* Begin *

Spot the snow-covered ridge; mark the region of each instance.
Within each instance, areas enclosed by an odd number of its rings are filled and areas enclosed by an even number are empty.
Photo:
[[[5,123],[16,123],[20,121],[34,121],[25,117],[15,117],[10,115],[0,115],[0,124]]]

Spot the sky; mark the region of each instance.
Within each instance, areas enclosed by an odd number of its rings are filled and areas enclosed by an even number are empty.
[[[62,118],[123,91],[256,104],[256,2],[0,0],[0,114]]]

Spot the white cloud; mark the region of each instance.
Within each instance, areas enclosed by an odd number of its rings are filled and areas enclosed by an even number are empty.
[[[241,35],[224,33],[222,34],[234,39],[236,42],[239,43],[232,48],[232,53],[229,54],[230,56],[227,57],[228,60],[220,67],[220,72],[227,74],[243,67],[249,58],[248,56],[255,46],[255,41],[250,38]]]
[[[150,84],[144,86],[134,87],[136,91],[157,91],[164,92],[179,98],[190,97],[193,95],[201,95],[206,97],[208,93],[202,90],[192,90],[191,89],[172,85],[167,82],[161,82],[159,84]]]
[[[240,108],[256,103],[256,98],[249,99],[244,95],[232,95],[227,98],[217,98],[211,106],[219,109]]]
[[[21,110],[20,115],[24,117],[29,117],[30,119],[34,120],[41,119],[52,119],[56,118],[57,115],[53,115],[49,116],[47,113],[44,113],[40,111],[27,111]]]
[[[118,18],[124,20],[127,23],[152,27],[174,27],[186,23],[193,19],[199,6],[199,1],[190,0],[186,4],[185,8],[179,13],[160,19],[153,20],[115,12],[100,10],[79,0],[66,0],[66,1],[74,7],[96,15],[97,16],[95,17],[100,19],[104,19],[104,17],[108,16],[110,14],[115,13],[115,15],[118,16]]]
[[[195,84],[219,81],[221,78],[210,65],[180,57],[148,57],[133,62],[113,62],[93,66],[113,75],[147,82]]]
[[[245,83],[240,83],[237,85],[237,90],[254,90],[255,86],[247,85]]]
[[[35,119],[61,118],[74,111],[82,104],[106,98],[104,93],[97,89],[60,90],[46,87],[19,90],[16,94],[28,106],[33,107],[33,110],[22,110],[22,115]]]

* End *

## Stated goal
Reproduce all of the rows above without changing a single character.

## Solution to the problem
Spot the snow-covered ridge; mark the region of each instance.
Within each instance, areas enclosed by an odd number of its rings are filled and areas enclosed by an even number are empty.
Photo:
[[[5,123],[16,123],[20,121],[34,121],[25,117],[15,117],[10,115],[0,115],[0,124]]]

Spot the sky; mark the region of each instance.
Within each instance, areas enclosed by an odd number of its rings are filled and areas enclosed by an even number are empty.
[[[62,118],[123,91],[256,104],[256,2],[0,0],[0,114]]]

Spot the white cloud; mark the region of each instance.
Within each instance, areas enclosed by an odd number of its rings are filled and areas enclosed by an even number are empty.
[[[241,35],[224,33],[222,34],[234,39],[236,42],[239,43],[232,48],[232,53],[229,54],[230,56],[227,57],[228,60],[220,67],[220,72],[227,74],[243,67],[249,58],[248,56],[255,46],[255,41],[250,38]]]
[[[150,84],[144,86],[134,87],[136,91],[157,91],[164,92],[179,98],[190,97],[193,95],[201,95],[206,97],[208,93],[202,90],[192,90],[191,89],[172,85],[167,82],[161,82],[159,84]]]
[[[240,108],[256,103],[256,98],[249,99],[244,95],[232,95],[227,98],[217,98],[211,106],[219,109]]]
[[[21,110],[20,115],[24,117],[29,117],[30,119],[34,120],[41,119],[52,119],[56,118],[57,115],[53,115],[49,116],[47,113],[44,113],[40,111],[27,111]]]
[[[118,18],[124,20],[127,23],[152,27],[174,27],[186,23],[193,19],[199,6],[199,1],[190,0],[186,4],[185,8],[179,13],[160,19],[153,20],[115,12],[100,10],[79,0],[66,0],[66,1],[74,7],[96,15],[97,16],[95,17],[100,19],[104,19],[104,17],[108,16],[110,14],[115,13],[115,15],[118,16]]]
[[[195,84],[219,81],[221,78],[210,65],[180,57],[148,57],[133,62],[113,62],[93,66],[113,75],[147,82]]]
[[[245,83],[240,83],[237,85],[237,90],[254,90],[255,86],[247,85]]]
[[[35,119],[61,118],[74,111],[82,104],[106,98],[104,93],[97,89],[60,90],[46,87],[19,90],[16,94],[28,106],[33,107],[33,110],[22,110],[22,115]]]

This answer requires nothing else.